### Objetivo 1:
Por favor, liste todos os números que aparecem no texto sobre a regulação de gasodutos pela ANP, escritos em algarismos ou por extenso.

### Texto:
▬▬▬▬▬▬

Opinião
ANP cria risco de judicialização no setor de gás natural
Invertendo hierarquia normativa, agência reguladora ignora a Constituição Federal em proposta para regular gasodutos de transporte

Com quatro anos de atraso e em um momento inoportuno, a Agência Nacional do Petróleo, Gás Natural e Biocombustíveis - ANP decidiu propor novas regras para a classificação de gasodutos de transporte com uma minuta de resolução, colocada em Consulta Pública, que se mantida significará uma invasão das competências regulatórias estaduais.
A iniciativa da ANP se constitui numa tentativa impensável de regulação, por ela, do elo da distribuição de gás natural, algo que confronta com o Artigo 25, parágrafo 2º, da Constituição Federal de 1988, que afirma, categoricamente, ser a distribuição de gás competência exclusiva dos estados.

▬▬▬▬▬▬

### Registros fornecidos:
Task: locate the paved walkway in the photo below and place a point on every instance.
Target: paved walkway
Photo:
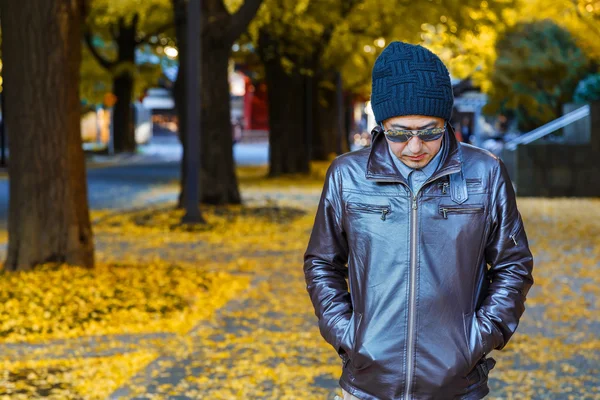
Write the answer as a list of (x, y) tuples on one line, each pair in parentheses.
[(265, 344)]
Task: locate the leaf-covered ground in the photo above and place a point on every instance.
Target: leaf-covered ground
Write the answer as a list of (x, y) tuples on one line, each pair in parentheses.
[(221, 312)]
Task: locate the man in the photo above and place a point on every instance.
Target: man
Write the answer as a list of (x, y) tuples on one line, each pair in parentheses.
[(417, 218)]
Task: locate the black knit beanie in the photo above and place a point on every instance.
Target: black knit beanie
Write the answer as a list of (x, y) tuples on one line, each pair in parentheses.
[(410, 80)]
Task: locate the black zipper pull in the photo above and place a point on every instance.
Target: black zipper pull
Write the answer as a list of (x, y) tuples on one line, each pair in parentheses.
[(445, 187), (383, 212)]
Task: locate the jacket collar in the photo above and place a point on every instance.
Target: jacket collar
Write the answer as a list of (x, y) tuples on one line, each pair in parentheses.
[(381, 166)]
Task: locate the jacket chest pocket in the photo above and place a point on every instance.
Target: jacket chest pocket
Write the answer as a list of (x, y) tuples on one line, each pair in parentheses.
[(382, 210)]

▬▬▬▬▬▬

### Objetivo 2:
Conte quantas linhas dos registros contêm a palavra "every", diferenciando maiúsculas de minúsculas, e responda só com o número.

### Resposta final 1:
quatro
25
2º
1988

### Resposta final 2:
7